▸ **GIVEN PROBLEM**: An exact copy of all the data is required, with pictures left out.

▸ **PROVIDED RECORDS**:
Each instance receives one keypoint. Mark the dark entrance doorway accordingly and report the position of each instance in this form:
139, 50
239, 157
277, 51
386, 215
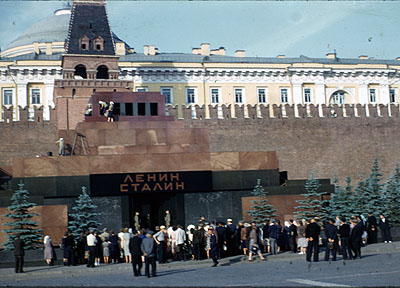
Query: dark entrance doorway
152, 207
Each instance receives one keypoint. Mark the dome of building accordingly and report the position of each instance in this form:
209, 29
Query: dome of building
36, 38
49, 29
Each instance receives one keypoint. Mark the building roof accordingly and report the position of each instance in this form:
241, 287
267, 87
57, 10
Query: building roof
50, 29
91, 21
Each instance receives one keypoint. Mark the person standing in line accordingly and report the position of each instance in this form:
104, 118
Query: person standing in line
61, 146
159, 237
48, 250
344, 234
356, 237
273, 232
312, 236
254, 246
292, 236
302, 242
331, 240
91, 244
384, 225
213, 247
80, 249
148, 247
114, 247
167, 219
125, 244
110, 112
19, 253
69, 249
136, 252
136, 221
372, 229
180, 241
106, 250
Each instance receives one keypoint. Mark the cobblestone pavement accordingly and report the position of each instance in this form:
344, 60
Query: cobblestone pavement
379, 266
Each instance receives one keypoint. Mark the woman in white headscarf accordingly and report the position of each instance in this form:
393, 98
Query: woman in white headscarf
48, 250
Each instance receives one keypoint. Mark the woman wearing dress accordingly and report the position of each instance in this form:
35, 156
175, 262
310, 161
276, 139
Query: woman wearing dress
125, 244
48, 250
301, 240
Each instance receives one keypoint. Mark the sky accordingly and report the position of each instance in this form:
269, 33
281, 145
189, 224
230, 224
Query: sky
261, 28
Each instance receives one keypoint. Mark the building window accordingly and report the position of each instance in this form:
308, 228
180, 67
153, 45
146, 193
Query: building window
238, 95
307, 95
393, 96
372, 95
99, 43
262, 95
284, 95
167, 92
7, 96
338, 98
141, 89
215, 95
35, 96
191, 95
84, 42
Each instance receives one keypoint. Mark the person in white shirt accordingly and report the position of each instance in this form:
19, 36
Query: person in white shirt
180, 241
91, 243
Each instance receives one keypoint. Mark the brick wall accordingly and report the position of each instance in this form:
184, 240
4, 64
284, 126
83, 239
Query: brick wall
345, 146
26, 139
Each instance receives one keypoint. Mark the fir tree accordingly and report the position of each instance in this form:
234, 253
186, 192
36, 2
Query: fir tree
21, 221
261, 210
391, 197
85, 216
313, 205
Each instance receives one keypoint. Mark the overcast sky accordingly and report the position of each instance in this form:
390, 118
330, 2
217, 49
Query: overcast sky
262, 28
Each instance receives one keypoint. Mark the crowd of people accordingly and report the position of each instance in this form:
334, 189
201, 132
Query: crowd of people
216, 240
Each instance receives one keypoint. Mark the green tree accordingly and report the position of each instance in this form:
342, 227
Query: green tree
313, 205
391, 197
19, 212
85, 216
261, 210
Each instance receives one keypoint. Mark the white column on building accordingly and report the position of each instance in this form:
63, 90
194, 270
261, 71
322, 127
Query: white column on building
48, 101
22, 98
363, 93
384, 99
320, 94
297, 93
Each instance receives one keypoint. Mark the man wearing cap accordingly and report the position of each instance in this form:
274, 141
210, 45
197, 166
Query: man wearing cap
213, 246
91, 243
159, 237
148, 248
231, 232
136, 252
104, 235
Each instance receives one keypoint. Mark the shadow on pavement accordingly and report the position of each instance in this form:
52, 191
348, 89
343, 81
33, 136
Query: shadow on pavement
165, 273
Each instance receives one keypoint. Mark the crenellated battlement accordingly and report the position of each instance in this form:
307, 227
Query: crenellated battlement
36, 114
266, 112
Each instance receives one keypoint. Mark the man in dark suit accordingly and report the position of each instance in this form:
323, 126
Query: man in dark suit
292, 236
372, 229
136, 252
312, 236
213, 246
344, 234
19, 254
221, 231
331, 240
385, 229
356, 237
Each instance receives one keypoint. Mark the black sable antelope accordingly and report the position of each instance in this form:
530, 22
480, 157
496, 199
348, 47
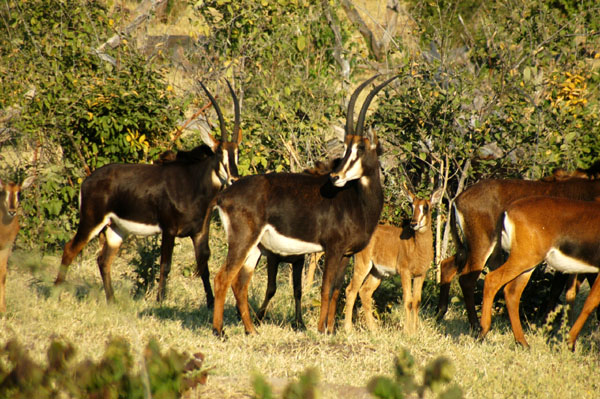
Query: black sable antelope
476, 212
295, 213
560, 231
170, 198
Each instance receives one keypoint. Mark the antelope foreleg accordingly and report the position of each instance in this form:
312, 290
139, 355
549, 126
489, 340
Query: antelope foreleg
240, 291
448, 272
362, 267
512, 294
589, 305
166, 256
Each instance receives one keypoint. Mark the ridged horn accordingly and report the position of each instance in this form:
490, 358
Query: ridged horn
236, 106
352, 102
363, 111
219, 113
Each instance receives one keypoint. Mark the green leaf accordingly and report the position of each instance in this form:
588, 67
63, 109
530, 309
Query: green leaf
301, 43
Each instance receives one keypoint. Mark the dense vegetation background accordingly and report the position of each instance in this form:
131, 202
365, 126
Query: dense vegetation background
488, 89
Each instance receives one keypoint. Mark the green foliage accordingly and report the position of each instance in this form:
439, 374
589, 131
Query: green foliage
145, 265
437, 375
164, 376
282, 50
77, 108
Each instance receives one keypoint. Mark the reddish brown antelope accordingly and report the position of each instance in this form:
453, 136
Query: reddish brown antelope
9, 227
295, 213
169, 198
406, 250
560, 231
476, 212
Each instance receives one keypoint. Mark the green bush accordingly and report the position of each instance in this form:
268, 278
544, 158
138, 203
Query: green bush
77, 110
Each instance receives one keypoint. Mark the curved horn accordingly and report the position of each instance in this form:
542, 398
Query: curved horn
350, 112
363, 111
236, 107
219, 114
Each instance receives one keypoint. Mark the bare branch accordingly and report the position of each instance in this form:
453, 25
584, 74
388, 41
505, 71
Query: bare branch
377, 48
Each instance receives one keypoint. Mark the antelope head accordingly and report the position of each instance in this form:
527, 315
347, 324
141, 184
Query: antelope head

▸ **RESULT OF THIS TASK**:
Each instance receives one keypoint. Mark the dark entrance doorway accordingly and report the position of each instance in this form:
139, 50
239, 157
277, 51
386, 215
Query: dark entrance doorway
152, 207
Each instance receives one keypoint. Mark the dome of building accordingly and report the position of each instance in this form:
209, 29
Query: dome of building
36, 38
49, 29
Each instance receives one keypoint. Mark the building roof accordingly and report the position of each instance in this form:
241, 287
267, 87
57, 10
Query: building roof
50, 29
91, 21
Each instance receives one keypoint. Mark the person standing in line accordingly and report the position of each instance in this form:
104, 118
Query: person standing in line
61, 146
159, 237
48, 250
344, 234
356, 237
273, 232
312, 236
254, 246
292, 236
302, 242
331, 240
91, 244
384, 225
213, 247
80, 249
148, 247
114, 247
167, 219
125, 244
110, 112
19, 253
69, 249
136, 252
136, 221
372, 229
180, 241
106, 250
Each instance receives one keypoint. Mark the cobblestone pavement accordingly and report the position of each instance in this form:
344, 60
Query: cobblestone pavement
379, 266
Each instance receives one keypoint. Mark the woman in white headscarf accordingly and report the position of each instance in this form:
393, 98
Query: woman in white headscarf
48, 250
Each instance receives one keypoint. Mark the woman wearing dress accordingly and report the position of each instance in this form:
35, 156
175, 262
310, 161
276, 139
Query: woman wearing dress
125, 244
48, 250
301, 240
Each instance receives one keypoint. Mark the sky accordingly and report the position of each instance in this form:
269, 33
281, 145
189, 224
230, 224
Query: sky
261, 28
Each instance receives one keypoint. Mark the building window accordingly and report the position of each instance in this form:
308, 228
180, 67
153, 45
146, 193
Query: building window
238, 95
307, 95
393, 96
372, 95
99, 43
262, 95
284, 95
167, 92
7, 96
338, 98
141, 89
215, 95
35, 96
191, 95
84, 42
Each instance receives one keypoint. Mark the person in white shirt accordingly and report the position of each instance in this form:
19, 36
Query: person in white shirt
180, 241
91, 243
Each instance receives one keypoint. Mark the brick wall accordingly and report the position of each instance in this form:
184, 240
4, 64
284, 126
83, 239
Query: brick wall
345, 146
26, 139
Each instance receives one keypoint. Mark the fir tree accordingly and report the position of each instance in this form:
234, 253
186, 192
36, 2
Query: fir tree
21, 221
261, 210
391, 197
85, 216
313, 205
Each instance receives one keypoint. Mark the overcast sky accordingly and report the position of each instance in this form:
390, 118
330, 2
217, 49
Query: overcast sky
262, 28
Each instance receives one keypoint. Mark the crowd of people accordingly and report the position of each instance in this form:
334, 189
201, 132
Query: crowd of people
216, 240
Each instance receives one keypoint. Mark the green tree accordingly and report the position of each instance in this form:
342, 227
Query: green tree
313, 205
391, 197
19, 212
85, 216
261, 210
Each instance receives one keypoint. Mark the white column on building accordingly and report the position of each instance in this form:
63, 90
194, 270
261, 71
322, 127
Query: white column on building
48, 101
22, 98
363, 93
384, 99
320, 94
297, 93
Each instance receives one keypoint. Mark the man wearing cap accordingly and report the position of each instance in this form:
274, 141
210, 45
197, 166
Query: man wearing cap
213, 246
91, 243
159, 237
148, 248
231, 232
136, 252
104, 235
Each instance receives one keypoint. Mark the shadow on pavement accordingly and report the position of each instance in this form:
52, 191
348, 89
343, 81
33, 136
Query: shadow on pavement
165, 273
Each instance receives one keypoint. Mark the crenellated battlement accordingly and report the position of each instance in this form:
307, 227
Query: crenellated battlement
36, 114
266, 112
Each instance receives one keypoint. Mark the man in dark suit accordingly and report the position of each instance in this form:
323, 126
Query: man in dark suit
292, 236
372, 229
136, 252
312, 236
213, 246
344, 234
19, 254
221, 231
331, 240
385, 229
356, 237
Each instance receives one keypoint. Mark the black sable antelope accordingly and report the position of each instance in this form:
530, 22
480, 157
496, 199
348, 47
Query: black sable antelope
476, 212
295, 213
560, 231
170, 198
Each instance receives one keypoint. Mark the antelope foreleg accordingly and report the position of each instance in this form:
312, 290
139, 355
549, 126
489, 340
Query: antelope foreleg
240, 291
448, 272
362, 267
512, 294
589, 305
166, 256
Each instance receives one keypoint. Mark the ridged horn accordingly and report the position of each instance in this form:
490, 358
Query: ridged horn
236, 106
352, 102
363, 111
219, 113
Each instance receives one keypoint. Mark the green leaf accordingly and report the position of each instance in this form:
588, 67
63, 109
530, 309
Query: green leaf
301, 43
Each instance receives one keypoint. Mark the dense vegetation background accordingly and report the position of each instance in this form:
131, 202
365, 126
Query: dense vegetation background
488, 89
Each instance receives one keypoint. Mark the green foliage accordingly and report the position of each instance in this form:
439, 374
589, 131
Query: green foliage
145, 265
437, 375
164, 376
282, 50
77, 108
Each instance receives one keypoint. Mark the reddish brown antelope accordingly and report the position of each instance in this form:
453, 136
Query: reddish brown antelope
9, 227
295, 213
169, 198
406, 250
560, 231
476, 212
Each instance receives one keypoint. Mark the green bush accordingly and report the position of each instance in this form:
268, 278
544, 158
138, 203
Query: green bush
77, 110
Each instance receives one keypoint. Mark the curved horn accordingly and report the position of each instance in this form:
542, 398
Query: curved horn
350, 112
363, 111
236, 107
219, 114
Each instance receives one keypoint. Mark the bare branch accordingly and report the position of each instance in this form:
453, 25
584, 74
388, 41
505, 71
Query: bare branch
377, 48
Each instance receives one keypoint. Mark the antelope head accordingly and report the position of each instance in this form:
527, 315
347, 324
141, 184
Query: antelope head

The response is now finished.